◆ **WHAT THE TASK REQUIRES**:
Starting at the top of the data and ending with the line that holds "For every instance of the yellow", transcribe each line exactly; include both ends.
═══ DATA SHOWN ═══
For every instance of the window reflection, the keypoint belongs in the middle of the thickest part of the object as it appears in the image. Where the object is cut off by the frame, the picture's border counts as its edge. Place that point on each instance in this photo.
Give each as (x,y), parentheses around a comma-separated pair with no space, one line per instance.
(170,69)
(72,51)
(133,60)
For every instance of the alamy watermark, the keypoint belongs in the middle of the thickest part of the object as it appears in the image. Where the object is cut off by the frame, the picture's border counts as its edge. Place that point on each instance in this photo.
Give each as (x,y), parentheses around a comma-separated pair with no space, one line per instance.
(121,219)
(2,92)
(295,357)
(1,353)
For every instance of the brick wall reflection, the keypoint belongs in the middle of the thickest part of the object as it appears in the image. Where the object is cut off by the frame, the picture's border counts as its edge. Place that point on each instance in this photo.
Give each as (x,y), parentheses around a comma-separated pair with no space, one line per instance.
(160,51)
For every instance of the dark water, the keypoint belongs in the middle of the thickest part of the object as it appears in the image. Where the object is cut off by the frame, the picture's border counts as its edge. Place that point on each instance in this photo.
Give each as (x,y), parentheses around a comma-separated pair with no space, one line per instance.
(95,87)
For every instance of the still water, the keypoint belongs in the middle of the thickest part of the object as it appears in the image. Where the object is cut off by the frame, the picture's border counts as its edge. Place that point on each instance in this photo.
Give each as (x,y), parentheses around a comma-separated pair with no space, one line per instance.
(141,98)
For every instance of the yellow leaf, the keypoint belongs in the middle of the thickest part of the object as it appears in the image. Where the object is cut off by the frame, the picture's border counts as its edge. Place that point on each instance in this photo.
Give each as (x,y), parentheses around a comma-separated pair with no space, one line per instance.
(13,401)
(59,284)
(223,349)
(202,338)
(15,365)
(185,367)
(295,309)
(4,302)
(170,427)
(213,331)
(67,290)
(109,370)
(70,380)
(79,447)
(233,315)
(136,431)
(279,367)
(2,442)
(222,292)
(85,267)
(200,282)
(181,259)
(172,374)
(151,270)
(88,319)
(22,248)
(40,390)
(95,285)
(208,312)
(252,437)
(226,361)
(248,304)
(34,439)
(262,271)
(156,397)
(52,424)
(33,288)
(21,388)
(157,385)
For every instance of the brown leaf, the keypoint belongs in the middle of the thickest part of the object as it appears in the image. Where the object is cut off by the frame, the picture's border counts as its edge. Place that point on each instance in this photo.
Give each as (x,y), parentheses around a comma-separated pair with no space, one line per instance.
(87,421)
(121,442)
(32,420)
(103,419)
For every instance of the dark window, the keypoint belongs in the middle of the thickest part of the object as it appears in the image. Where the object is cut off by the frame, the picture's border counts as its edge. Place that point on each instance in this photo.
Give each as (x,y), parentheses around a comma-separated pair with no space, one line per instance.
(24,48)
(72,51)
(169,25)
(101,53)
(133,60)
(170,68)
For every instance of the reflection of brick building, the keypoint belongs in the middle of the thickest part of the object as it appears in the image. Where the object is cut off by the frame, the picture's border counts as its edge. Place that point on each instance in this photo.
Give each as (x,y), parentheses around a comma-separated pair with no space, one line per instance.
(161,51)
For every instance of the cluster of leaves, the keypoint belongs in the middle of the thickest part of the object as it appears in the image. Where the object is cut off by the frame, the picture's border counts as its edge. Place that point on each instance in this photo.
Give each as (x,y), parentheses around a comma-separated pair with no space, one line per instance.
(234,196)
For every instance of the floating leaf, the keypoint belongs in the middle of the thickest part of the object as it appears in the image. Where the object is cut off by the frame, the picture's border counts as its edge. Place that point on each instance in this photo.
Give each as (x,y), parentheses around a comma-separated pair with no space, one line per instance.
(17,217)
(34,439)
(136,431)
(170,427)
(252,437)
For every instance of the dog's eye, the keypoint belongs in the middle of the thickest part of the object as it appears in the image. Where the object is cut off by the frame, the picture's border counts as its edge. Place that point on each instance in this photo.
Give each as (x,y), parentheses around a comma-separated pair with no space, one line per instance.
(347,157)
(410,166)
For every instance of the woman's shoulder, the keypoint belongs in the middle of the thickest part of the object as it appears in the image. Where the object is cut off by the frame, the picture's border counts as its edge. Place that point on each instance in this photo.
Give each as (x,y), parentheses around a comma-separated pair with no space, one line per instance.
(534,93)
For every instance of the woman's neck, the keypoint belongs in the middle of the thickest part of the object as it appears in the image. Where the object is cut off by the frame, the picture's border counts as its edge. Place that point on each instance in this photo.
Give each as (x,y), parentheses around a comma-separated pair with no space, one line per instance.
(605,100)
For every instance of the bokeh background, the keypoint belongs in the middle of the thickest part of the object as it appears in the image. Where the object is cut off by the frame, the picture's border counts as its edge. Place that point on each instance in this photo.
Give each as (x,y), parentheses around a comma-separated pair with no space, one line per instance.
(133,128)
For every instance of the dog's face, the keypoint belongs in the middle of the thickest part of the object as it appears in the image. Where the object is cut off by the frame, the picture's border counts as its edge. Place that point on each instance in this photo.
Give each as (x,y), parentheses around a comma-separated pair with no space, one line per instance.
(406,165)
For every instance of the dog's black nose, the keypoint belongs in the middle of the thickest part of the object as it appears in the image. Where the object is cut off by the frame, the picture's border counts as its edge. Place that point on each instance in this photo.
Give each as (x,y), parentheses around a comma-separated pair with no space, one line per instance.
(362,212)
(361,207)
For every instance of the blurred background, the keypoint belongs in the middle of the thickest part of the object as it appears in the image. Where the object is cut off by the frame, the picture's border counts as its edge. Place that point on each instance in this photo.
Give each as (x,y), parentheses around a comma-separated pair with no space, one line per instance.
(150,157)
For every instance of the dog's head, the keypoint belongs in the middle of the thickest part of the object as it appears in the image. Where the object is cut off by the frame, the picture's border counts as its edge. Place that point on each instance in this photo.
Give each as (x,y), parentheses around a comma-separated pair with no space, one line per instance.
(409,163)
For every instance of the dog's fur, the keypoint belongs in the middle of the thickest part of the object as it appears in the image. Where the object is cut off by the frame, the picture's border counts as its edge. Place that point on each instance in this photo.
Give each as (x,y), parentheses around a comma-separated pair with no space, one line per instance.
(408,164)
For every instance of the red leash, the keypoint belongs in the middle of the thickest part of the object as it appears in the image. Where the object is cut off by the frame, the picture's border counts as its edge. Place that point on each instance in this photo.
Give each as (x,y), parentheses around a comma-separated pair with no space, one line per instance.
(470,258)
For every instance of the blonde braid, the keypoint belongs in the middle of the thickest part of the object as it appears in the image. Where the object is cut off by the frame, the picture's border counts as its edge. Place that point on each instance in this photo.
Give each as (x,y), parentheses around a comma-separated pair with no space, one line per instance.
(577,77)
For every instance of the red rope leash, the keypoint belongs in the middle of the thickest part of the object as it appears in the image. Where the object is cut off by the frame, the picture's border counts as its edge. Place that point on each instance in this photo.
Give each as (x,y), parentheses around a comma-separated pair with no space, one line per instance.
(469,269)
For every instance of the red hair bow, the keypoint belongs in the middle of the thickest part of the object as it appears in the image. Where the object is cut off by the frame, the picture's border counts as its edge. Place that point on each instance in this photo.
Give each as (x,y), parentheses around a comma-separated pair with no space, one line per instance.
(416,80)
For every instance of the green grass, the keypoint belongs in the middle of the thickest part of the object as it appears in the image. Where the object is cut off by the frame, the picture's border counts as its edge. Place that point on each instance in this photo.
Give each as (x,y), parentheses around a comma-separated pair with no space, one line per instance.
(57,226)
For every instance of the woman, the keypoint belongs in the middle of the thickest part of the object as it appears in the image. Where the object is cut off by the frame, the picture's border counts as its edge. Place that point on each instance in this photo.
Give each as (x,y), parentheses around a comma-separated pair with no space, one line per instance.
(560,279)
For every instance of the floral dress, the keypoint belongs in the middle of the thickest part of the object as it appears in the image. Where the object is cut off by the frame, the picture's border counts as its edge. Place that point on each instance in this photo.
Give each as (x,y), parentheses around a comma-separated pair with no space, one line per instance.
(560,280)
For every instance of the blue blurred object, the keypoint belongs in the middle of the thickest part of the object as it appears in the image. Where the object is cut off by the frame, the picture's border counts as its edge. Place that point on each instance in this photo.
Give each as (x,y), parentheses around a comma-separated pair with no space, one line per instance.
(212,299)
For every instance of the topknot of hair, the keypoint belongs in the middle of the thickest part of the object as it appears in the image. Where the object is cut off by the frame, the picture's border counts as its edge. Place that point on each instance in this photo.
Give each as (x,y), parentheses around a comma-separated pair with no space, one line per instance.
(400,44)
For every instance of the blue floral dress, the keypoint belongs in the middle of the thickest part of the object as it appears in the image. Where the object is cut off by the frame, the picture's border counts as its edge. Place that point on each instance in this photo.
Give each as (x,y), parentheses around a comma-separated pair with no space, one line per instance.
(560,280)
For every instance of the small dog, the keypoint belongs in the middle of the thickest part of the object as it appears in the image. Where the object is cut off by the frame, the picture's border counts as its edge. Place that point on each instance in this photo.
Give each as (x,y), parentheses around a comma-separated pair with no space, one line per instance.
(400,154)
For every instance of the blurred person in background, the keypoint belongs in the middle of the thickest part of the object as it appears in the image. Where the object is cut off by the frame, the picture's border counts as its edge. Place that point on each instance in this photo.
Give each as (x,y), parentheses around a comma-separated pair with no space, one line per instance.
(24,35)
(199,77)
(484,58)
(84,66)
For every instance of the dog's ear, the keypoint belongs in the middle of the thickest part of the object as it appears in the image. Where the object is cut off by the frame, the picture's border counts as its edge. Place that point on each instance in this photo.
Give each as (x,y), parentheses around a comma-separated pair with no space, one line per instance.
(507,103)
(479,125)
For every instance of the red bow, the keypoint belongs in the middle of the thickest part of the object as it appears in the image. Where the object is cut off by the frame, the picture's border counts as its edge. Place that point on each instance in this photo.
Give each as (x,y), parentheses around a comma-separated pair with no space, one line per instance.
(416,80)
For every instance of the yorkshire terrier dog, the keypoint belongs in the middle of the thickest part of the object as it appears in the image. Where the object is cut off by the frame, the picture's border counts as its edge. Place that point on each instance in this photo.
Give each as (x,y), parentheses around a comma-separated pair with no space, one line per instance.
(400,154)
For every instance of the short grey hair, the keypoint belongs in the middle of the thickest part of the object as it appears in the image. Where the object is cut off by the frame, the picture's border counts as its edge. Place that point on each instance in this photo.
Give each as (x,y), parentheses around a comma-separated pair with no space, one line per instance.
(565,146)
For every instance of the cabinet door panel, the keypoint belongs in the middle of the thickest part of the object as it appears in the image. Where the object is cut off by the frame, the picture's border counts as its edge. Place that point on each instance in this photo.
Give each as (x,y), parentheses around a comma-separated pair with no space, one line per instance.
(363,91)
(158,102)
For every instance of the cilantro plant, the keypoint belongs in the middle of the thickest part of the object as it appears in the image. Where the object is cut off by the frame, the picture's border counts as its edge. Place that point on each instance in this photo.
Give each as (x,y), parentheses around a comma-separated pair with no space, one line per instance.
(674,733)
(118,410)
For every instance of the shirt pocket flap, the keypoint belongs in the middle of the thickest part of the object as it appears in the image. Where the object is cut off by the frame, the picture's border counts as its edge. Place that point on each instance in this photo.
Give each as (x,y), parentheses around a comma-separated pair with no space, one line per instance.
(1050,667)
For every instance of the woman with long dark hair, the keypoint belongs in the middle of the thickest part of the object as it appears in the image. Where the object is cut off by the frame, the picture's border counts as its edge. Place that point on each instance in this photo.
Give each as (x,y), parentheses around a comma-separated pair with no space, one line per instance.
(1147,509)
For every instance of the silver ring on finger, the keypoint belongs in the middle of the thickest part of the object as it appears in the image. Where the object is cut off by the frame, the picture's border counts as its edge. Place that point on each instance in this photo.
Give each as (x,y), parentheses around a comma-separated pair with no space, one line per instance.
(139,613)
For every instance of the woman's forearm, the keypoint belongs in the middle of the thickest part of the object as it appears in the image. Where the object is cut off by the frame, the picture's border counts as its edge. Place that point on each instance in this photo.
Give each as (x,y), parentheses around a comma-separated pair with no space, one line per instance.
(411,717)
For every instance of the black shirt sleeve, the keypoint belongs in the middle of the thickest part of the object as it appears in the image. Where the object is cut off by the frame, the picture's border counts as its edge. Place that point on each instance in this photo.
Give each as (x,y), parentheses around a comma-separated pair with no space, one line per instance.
═══
◆ **WRITTEN SOLUTION**:
For every instance of the window reflection, the keypoint belongs in the middle of the thickest part of the object as it appears in the image. Where the object is cut off by the frame, the picture's border counts as its edge. Place that point on each instance in this photo.
Give each as (x,y), parentheses around a comma-separated pair with no space, one line per instance.
(170,69)
(72,51)
(133,60)
For every instance of the alamy watermark, the keypoint belongs in the middle of the thickest part of the object as it appears in the image. Where the object is cut off by the frame, the picture's border counts as its edge. Place that point on each instance in this photo.
Give each as (x,y), parentheses around a comma-separated pair with no space, one line per instance.
(121,219)
(2,92)
(295,357)
(1,353)
For every instance of the brick wall reflection, the keypoint belongs in the middle of the thickest part of the object as it appears in the image. Where the object is cut off by the frame, the picture's border counts as its edge. Place that point on each instance in this photo.
Give each as (x,y), parentheses around a comma-separated pair with no space, one line per instance.
(160,51)
For every instance of the dark water, the keypoint belongs in the middle of the thickest part of the object as it appears in the image. Where the object is cut off by the frame, the picture's border counts as its edge. Place that point on each instance in this photo.
Give each as (x,y), parentheses around a comma-separated pair with no space, one line per instance.
(95,87)
For every instance of the still water, the keypoint belongs in the middle of the thickest part of the object as it appears in the image. Where the object is cut off by the frame, the picture's border counts as its edge. Place that point on each instance in this photo.
Give each as (x,y), parentheses around a comma-separated pair with no space, one line per instance.
(141,98)
For every instance of the yellow leaf, the keypoint belongs in the middle of the thickest part of the object as it appears in the image. Where the object is cut off by the frame, the picture's border counts as its edge. Place that point on each instance in this photo.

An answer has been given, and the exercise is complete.